→ **Task inputs**:
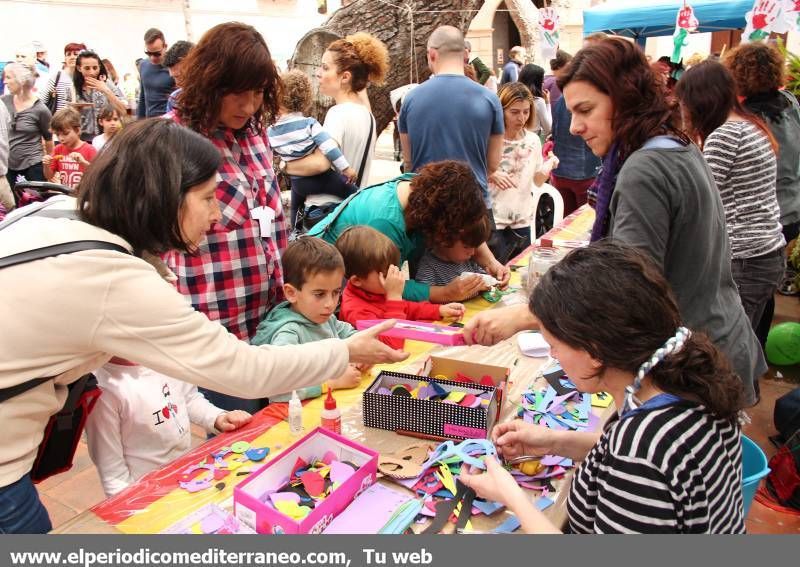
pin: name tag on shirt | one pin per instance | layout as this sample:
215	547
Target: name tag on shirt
265	216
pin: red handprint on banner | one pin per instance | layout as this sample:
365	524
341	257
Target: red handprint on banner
764	13
686	19
548	19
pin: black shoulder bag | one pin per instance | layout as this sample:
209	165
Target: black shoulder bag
63	431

→ **Problem statement**:
For the entries above, transcribe precisely the lines from the one with "pin: red handprint" through the end, including both.

→ **Response area**:
pin: red handprint on banner | one pin per instance | layout as this sample:
365	524
341	257
Target: red handprint on banner
764	13
686	19
548	19
pin: black shoulder bag | one pin per instance | layout as this sample:
209	165
Target: black shoulder bag
63	431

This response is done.